**TEXT EXCERPT:**
....................

News and events

Roundtable with a focus on Post-Brexit Security in Europe, Migration, the Illicit Trafficking in Drugs, the Threat to Europe by Foreign Fighters, 01 March 2019, Budapest, Hungary

The Chairman of the IISC General Assembly Rumen Petkov is in Hungary to attend, together with other IISC members, a roundtable organized by the IISC and hosted by the Deputy Prime Minister and Minister of Interior of Hungary Sándor Pintér. Mr. Pintér is a member of the IISC Consultative Board. The event was attended by, inter alia, Prof. Kamen Penkov, IISC Chief Executive Officer; Dr. Ely Karmon, member of the IISC General Assembly; Mrs. Vaska Penkova, a security expert; and experts from Hungary's Ministry of Interior.

The forum is focused on an analysis of the post-Brexit European security architecture, refugees and migration-related problems, global trends in the illicit trafficking in drugs, the threat to Europe by foreign fighters and the influx of emigrants.

....................

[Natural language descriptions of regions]
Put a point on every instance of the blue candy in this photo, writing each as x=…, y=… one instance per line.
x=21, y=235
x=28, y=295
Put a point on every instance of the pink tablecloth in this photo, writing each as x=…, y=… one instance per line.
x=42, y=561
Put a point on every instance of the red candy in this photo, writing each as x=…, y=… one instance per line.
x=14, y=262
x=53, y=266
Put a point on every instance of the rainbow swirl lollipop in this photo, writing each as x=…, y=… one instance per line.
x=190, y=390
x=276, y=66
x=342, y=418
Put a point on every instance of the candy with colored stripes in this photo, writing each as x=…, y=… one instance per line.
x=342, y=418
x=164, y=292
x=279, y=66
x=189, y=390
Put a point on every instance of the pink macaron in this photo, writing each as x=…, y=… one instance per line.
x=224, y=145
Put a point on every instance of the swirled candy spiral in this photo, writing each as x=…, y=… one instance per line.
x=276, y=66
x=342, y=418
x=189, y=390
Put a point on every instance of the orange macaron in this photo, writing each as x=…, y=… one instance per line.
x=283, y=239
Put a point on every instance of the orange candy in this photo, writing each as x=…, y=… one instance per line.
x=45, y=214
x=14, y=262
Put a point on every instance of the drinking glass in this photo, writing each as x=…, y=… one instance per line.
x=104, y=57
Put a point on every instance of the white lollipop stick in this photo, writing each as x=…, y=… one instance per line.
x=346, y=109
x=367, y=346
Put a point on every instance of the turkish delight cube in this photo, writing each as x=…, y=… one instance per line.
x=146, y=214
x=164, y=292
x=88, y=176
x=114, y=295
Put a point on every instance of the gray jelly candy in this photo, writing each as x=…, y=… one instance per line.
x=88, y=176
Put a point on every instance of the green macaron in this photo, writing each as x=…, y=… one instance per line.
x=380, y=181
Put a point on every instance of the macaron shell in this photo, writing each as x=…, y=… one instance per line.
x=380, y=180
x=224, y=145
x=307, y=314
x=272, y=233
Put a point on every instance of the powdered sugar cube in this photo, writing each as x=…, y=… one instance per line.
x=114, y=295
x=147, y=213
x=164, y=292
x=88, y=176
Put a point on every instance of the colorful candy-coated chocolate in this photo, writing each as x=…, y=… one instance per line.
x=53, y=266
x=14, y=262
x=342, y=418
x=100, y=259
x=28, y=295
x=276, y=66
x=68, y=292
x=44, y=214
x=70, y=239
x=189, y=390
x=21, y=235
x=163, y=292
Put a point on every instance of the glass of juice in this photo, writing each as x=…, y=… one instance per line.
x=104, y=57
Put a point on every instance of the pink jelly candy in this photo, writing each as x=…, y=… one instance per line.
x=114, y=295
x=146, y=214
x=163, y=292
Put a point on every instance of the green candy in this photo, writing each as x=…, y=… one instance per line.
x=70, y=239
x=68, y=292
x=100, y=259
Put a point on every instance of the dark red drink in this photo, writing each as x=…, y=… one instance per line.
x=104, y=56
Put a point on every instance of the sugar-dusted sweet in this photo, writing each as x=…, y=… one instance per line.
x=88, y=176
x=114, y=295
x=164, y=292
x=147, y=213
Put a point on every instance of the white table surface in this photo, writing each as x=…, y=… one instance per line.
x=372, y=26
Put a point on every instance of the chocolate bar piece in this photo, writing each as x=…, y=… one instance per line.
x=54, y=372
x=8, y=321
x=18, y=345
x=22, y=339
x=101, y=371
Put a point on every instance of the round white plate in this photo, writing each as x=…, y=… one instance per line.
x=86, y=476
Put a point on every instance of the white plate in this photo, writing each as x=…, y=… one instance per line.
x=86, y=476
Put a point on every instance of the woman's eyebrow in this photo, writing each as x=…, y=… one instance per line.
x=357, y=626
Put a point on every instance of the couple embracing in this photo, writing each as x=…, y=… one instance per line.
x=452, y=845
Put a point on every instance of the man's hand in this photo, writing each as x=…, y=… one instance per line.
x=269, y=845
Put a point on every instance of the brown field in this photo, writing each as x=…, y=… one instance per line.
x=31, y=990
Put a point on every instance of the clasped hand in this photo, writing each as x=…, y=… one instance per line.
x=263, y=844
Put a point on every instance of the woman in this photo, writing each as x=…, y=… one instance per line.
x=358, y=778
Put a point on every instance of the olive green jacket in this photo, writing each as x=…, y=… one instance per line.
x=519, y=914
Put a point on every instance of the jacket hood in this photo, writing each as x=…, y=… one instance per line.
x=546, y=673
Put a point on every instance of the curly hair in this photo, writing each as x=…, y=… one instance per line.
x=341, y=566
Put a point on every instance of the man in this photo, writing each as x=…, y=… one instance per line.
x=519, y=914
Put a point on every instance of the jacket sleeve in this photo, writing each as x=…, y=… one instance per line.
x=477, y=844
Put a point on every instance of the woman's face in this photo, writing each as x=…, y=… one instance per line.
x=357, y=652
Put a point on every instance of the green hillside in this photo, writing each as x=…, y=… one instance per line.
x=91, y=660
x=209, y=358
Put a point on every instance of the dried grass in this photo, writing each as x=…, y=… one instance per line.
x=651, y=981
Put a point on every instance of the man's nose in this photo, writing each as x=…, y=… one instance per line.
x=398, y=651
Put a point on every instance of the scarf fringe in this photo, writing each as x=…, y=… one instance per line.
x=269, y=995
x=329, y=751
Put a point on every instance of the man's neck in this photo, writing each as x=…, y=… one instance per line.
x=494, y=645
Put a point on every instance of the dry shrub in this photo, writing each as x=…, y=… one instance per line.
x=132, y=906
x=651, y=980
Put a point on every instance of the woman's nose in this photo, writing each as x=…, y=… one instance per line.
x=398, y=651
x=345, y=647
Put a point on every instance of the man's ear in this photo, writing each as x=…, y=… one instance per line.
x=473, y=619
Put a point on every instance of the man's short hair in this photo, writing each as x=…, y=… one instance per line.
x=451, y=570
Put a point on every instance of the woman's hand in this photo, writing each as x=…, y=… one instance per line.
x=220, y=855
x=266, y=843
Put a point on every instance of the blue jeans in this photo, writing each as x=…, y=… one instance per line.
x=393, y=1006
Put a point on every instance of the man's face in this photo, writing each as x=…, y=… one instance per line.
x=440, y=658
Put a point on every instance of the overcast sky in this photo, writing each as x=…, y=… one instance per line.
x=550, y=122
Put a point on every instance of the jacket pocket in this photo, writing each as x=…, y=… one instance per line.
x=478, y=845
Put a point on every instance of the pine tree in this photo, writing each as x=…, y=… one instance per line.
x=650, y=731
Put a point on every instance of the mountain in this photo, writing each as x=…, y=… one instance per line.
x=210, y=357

....................

**TASK DESCRIPTION:** Can you transcribe the Budapest roundtable news item word for word, starting at "Roundtable with a" and ending at "Ministry of Interior."?

**EXPECTED ANSWER:**
Roundtable with a focus on Post-Brexit Security in Europe, Migration, the Illicit Trafficking in Drugs, the Threat to Europe by Foreign Fighters, 01 March 2019, Budapest, Hungary

The Chairman of the IISC General Assembly Rumen Petkov is in Hungary to attend, together with other IISC members, a roundtable organized by the IISC and hosted by the Deputy Prime Minister and Minister of Interior of Hungary Sándor Pintér. Mr. Pintér is a member of the IISC Consultative Board. The event was attended by, inter alia, Prof. Kamen Penkov, IISC Chief Executive Officer; Dr. Ely Karmon, member of the IISC General Assembly; Mrs. Vaska Penkova, a security expert; and experts from Hungary's Ministry of Interior.